指示内容 a
一覧の中から、「bush」という語を含む行をすべて漏れなく書き出してください。

原文
石清水八幡宮の石清水祭へ行ってきました。もちろん、ひとりで。 【3】 奉幣の儀

2011年9月15日(木)


石清水八幡宮の石清水祭、ひとりで行ってます。続きです。

宇佐の地から京都の裏鬼門・男山へ八幡神が勧請された4年後の863年、
石清水八幡宮の例祭・石清水祭は、「石清水放生会」として始められました。
始めは単なる私祭でしたが、承平天慶の乱の調伏などで八幡宮が朝廷の崇敬を得るようになると、
勅使の御差遣が開始され、勅祭化。やがて、雅楽寮の楽人舞人による楽舞も、開始。
賀茂・松尾・春日・平野などに比べると新参もいいところの石清水は、凄まじい成り上がりを見せ、
遂には伊勢神宮に次ぐ第二の宗廟としての地位を確立、
放生会には、太政官の最上位である上卿が、参議以下の諸官を率いて参向するようになりました。
と、上り調子だった石清水八幡宮ですが、応仁の乱により祭りは200年ほど、中絶。
江戸時代に再興されますが、明治維新の神仏分離で祭りどころか神社そのものがズタボロに。
のちに明治天皇が旧儀復興を仰せ出されたおかげで、何とか官祭としてまた再興しますが、
敗戦後の昭和20年にまたしても旧儀、中絶。24年には三度、再興。で、現在に至ります。
【2】でも触れましたが、「勅祭・石清水祭」、現行の制度上では全てが、私祭です。官祭ではなく。
現代の勅使を担当する掌典職は、皇室の宮中祭祀を担当する部門。
政教分離のため、給与は天皇家の内廷費、ポケットマネーから支払われています。
いわば、天皇家の私的使用人に相当するわけです。宮内庁職員 or 国家公務員ではないわけです。
が、石清水祭のパンフレットなどでは堂々と「私祭」「官祭」という言葉を、大々的に使用。
「まだ戦争は終わってないっていうか (by 電気グルーヴ)」な勢いを感じることしきりですが、
これから始まる奉幣の儀は、戦争どころか平安時代さえまだ終わってないような、
荘厳と雅を極め倒す祭儀が繰り広げられるのであります。
勅祭の勅祭たるパート、官祭のコアブロック、とくと御堪能ください。


午前4時半、御鳳輦は頓宮へ著御。頓宮神幸の儀へ入ります。
参列者もまた頓宮入りしますが、通るのは、裏口。総門は、御鳳輦と行列専用です。
回廊に設営された参列席へ案内されますが、頓宮殿正面の席はパナなどの特別参拝者用。
残りは、早いもん勝ち。のんびり集団のおしりについてた私は、妙なところに座ってしまってました。
現在、御鳳輦から頓宮殿へ神霊を遷霊中。が、ここからでは何が何だかさっぱりわかりません。


よくわからぬ間に、神宝御剣は殿内へ移され、御神霊も無事に入御されたようです。

記録:

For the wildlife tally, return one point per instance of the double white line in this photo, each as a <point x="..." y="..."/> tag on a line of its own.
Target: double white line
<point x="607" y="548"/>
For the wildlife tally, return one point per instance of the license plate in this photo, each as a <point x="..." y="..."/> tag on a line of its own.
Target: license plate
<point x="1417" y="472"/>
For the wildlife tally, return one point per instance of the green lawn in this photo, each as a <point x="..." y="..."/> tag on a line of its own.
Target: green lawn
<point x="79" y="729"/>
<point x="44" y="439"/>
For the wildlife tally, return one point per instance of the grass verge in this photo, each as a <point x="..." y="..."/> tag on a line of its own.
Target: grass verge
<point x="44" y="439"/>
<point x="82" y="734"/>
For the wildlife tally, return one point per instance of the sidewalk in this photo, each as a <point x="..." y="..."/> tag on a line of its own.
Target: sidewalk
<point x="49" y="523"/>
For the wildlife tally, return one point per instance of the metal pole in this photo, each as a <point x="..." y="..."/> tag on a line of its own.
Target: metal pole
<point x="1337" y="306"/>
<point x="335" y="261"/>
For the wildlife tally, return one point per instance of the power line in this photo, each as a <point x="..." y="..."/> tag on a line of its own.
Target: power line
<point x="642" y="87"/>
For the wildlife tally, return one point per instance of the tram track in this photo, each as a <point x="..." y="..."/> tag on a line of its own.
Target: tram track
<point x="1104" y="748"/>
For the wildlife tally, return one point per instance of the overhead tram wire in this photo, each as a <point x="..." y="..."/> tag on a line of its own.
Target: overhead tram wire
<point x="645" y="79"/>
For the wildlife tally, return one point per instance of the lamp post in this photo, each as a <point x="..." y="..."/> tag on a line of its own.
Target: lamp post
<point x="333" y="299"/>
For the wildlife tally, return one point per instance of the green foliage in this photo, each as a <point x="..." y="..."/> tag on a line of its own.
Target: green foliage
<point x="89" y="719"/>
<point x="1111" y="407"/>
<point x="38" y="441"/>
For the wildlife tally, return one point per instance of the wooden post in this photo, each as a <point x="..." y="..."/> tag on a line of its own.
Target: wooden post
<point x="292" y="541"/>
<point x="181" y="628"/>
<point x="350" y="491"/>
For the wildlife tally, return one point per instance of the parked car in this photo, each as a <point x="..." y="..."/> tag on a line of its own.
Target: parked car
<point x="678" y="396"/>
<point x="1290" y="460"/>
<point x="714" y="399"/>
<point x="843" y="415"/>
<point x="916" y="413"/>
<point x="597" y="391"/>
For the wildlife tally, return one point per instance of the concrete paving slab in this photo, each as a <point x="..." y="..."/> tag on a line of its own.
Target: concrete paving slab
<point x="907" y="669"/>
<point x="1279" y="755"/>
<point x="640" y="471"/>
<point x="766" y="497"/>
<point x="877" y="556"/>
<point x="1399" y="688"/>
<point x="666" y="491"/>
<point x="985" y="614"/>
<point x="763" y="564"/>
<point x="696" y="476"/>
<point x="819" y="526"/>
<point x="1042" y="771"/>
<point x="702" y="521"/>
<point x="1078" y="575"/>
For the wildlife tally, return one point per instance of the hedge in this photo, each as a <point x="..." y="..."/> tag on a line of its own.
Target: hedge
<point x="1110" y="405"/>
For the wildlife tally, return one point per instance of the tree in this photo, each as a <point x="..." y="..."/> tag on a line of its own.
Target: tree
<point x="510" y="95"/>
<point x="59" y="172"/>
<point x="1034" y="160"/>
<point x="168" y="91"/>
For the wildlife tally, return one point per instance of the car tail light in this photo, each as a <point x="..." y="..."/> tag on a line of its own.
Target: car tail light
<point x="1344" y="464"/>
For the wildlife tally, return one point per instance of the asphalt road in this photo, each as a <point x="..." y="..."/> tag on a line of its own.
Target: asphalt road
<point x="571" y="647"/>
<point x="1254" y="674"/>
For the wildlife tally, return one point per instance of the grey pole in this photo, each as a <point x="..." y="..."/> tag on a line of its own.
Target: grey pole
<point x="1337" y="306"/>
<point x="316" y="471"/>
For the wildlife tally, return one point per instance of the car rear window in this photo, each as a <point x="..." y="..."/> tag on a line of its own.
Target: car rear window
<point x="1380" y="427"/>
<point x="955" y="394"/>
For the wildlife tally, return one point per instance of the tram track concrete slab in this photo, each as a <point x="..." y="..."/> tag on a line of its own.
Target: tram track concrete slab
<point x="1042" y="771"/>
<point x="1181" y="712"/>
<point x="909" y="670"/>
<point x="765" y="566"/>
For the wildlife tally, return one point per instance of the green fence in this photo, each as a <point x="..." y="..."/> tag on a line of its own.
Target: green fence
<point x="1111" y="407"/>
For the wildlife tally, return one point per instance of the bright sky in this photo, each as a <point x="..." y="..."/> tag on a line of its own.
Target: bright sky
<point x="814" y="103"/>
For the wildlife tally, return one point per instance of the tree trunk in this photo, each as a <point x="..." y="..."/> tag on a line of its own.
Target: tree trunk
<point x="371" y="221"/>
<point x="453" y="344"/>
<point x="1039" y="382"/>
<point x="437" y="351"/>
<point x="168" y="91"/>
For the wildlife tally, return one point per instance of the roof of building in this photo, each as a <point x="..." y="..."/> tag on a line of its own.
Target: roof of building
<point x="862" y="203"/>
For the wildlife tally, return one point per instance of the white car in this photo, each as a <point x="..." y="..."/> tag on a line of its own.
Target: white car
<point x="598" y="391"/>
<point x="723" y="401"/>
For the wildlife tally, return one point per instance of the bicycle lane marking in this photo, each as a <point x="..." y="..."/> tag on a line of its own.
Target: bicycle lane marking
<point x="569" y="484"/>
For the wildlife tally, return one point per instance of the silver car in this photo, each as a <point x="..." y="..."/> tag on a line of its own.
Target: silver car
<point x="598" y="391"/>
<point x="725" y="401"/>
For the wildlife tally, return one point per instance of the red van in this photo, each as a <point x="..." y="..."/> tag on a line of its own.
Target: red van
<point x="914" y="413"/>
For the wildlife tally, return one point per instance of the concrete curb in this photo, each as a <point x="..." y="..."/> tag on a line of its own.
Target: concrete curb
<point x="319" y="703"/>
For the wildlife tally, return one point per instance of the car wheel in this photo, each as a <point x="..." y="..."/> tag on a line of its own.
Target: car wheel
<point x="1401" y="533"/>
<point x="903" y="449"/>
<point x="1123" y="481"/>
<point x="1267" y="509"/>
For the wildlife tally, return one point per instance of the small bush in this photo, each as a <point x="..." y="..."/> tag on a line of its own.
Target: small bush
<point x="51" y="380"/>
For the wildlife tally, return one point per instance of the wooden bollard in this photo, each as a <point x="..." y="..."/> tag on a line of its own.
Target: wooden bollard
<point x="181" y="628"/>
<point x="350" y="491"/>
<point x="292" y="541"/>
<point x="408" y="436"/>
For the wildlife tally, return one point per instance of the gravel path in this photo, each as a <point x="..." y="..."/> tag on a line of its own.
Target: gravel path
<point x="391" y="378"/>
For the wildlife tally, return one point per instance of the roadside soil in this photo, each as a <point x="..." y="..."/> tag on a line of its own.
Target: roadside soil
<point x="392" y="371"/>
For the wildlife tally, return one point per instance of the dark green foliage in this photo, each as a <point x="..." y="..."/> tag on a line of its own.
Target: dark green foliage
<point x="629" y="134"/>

指示内容 b
上に掲げた石清水祭の記事について、最後の文に続く部分を引き継いで書き進めてください。

回答 a
For the wildlife tally, return one point per instance of the small bush in this photo, each as a <point x="..." y="..."/> tag on a line of its own.
Target: small bush

回答 b
ちなみに御鳳輦が著御する際、上卿以下の勅使たちは舞台西側に列立。
その姿が渡り鳥に似てることから、雁列とも呼ばれてるそうですが、そのあたりも全然見えません。
ただ、夜が明けてきたことだけは、よくわかります。すごく、眠い・・・。


朝日が昇るのと同時に、頓宮神幸の儀は完了。
遂に神は、下院へ舞い降りました。その神をもてなす奉幣の儀までの間、しばし休憩となります。
が、「勅祭なめんなよ」とばかりに、この空き時間を利用して石清水祭レクチャー、開始。
水も食い物も便所も我慢して、有り難い講釈をねじ込まれる午前5時。朝日がまぶしいです。


午前5時30分、奉幣の儀が始まります。
上卿以下が写真左側の礼堂に著座する中、まずは献饌です。神さん、朝ごはんであります。
神職が御神前の御簾を巻き上げ神饌を献じますが、ここからだと頓宮、ギリアウトで見えません。
なので、この石清水祭の神饌について取材された 南里空海『神饌』 を参考にさせてもらいましょう。
現場に行った意味がないという話ですが、見えないもんはしょうがありません。


通い盆の手渡しで運ばれる八幡神への神饌は、熟饌・生饌・供花の三種に大別されます。
熟饌というのは、調理された神饌のこと。またの名を特殊神饌、あるいは古式神饌。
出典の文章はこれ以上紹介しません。